▶

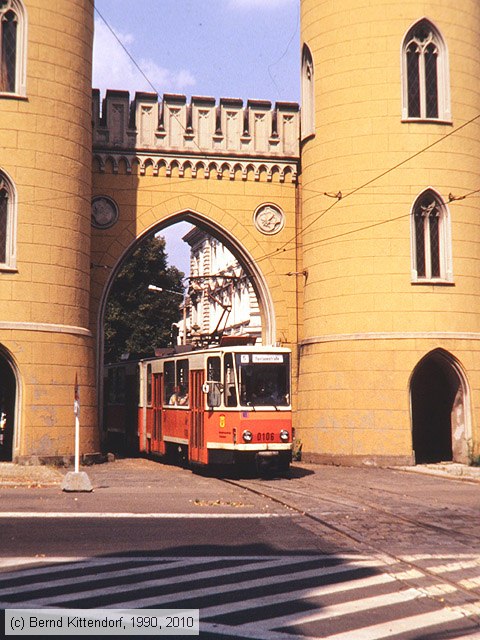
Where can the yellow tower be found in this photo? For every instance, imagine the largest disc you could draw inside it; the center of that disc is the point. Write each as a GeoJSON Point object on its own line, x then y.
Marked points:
{"type": "Point", "coordinates": [45, 191]}
{"type": "Point", "coordinates": [390, 177]}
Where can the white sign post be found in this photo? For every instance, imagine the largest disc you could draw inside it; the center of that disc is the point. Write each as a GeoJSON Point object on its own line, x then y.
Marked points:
{"type": "Point", "coordinates": [76, 411]}
{"type": "Point", "coordinates": [77, 480]}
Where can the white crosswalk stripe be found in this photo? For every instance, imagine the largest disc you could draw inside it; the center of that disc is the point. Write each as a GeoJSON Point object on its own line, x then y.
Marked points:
{"type": "Point", "coordinates": [290, 597]}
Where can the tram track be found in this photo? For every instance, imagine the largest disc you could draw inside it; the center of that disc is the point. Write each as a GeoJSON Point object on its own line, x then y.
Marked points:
{"type": "Point", "coordinates": [470, 595]}
{"type": "Point", "coordinates": [362, 503]}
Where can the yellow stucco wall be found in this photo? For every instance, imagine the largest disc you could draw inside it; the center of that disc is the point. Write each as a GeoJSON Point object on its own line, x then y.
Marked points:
{"type": "Point", "coordinates": [46, 152]}
{"type": "Point", "coordinates": [366, 325]}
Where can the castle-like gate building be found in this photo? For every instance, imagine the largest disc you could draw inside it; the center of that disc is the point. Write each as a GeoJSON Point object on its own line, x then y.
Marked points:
{"type": "Point", "coordinates": [356, 216]}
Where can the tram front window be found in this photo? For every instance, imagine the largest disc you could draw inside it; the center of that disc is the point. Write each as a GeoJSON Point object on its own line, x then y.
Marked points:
{"type": "Point", "coordinates": [264, 379]}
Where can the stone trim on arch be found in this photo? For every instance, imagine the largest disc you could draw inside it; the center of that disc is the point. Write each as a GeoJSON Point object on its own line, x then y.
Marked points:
{"type": "Point", "coordinates": [460, 410]}
{"type": "Point", "coordinates": [8, 358]}
{"type": "Point", "coordinates": [223, 168]}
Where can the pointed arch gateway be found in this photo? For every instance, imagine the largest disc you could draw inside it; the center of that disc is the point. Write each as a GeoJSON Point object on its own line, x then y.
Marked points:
{"type": "Point", "coordinates": [440, 409]}
{"type": "Point", "coordinates": [264, 299]}
{"type": "Point", "coordinates": [8, 407]}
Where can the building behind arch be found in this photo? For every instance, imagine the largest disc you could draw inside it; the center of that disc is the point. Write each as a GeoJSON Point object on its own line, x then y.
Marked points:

◀

PROBLEM DETAILS. Recast the whole listing above as a JSON list of strings, one string per line and no blank lines. Leave the pictures out.

WORKED ANSWER.
[
  "Where can the yellow tower be found in this photo? For every instance, imagine the largest disc you could draw inside it; the center of that disc is the point. Write each as a GeoJSON Point object on its own line, x then y.",
  "Marked points:",
  "{\"type\": \"Point\", \"coordinates\": [45, 191]}",
  "{\"type\": \"Point\", \"coordinates\": [390, 177]}",
  "Where can the white sign post be found in this photo? For every instance, imagine the largest disc you could draw inside it; the center of that disc is the point. Write each as a GeoJSON Point object on its own line, x then y.",
  "Marked points:",
  "{\"type\": \"Point\", \"coordinates\": [76, 411]}",
  "{\"type\": \"Point\", \"coordinates\": [77, 480]}",
  "Where can the white crosswalk stripe be found in this photo? For every instance, imagine the largest disc you could draw inside it; the center of that disc is the point. Write each as a GeoJSON Point object on its own line, x then y.",
  "Marked points:",
  "{\"type\": \"Point\", \"coordinates\": [290, 597]}",
  "Where can the tram track be found in this photo? For every instance, imagine the largest disc you could draw inside it; the center of that disc is the point. Write each as a GeoJSON Point object on its own line, x then y.",
  "Marked points:",
  "{\"type\": \"Point\", \"coordinates\": [470, 595]}",
  "{\"type\": \"Point\", \"coordinates\": [362, 503]}",
  "Where can the yellow stucco wall be found in this photo? For every instance, imagine the largest disc you could draw inside it; the center of that disc is the point. Write each as a GeoJSON Point object on its own line, x then y.",
  "Marked points:",
  "{\"type\": \"Point\", \"coordinates\": [46, 152]}",
  "{\"type\": \"Point\", \"coordinates\": [366, 325]}",
  "Where can the castle-like gate building be found in this photo? For every instance, imagine the largest disc you could draw inside it; the center of that disc is the point. Write each as a GeoJSON Point object on its own line, x then y.",
  "Marked points:",
  "{\"type\": \"Point\", \"coordinates\": [356, 216]}",
  "Where can the tram front window be found in this photo? For every instance, imagine the largest disc you could draw inside it; the center of that disc is the point. Write each as a GeoJSON Point object on its own line, x then y.",
  "Marked points:",
  "{\"type\": \"Point\", \"coordinates\": [264, 379]}",
  "Where can the stone trim on arch be found in this photo? For every instance, imagine the largest disc you could draw inside it; the center of that disc is the point. Write each as a GeoJSON Point object on its own line, x then y.",
  "Marked points:",
  "{\"type\": \"Point\", \"coordinates\": [460, 410]}",
  "{\"type\": \"Point\", \"coordinates\": [8, 358]}",
  "{\"type\": \"Point\", \"coordinates\": [223, 168]}",
  "Where can the pointed arch gateway be found in this photo? For every instance, imagine the largest disc you could draw inside it; the center of that disc is the point. Write each as a GeoJSON Point object on its own line, x then y.",
  "Marked points:",
  "{\"type\": \"Point\", \"coordinates\": [440, 409]}",
  "{\"type\": \"Point\", \"coordinates\": [264, 299]}",
  "{\"type\": \"Point\", \"coordinates\": [8, 407]}",
  "Where can the building behind arch be found in this photo? For every instance, imagine the largest disc you could draw inside it; the center of that disc is the point. Write each as a GeoJSON Point object on its own line, x then y.",
  "Marked points:"
]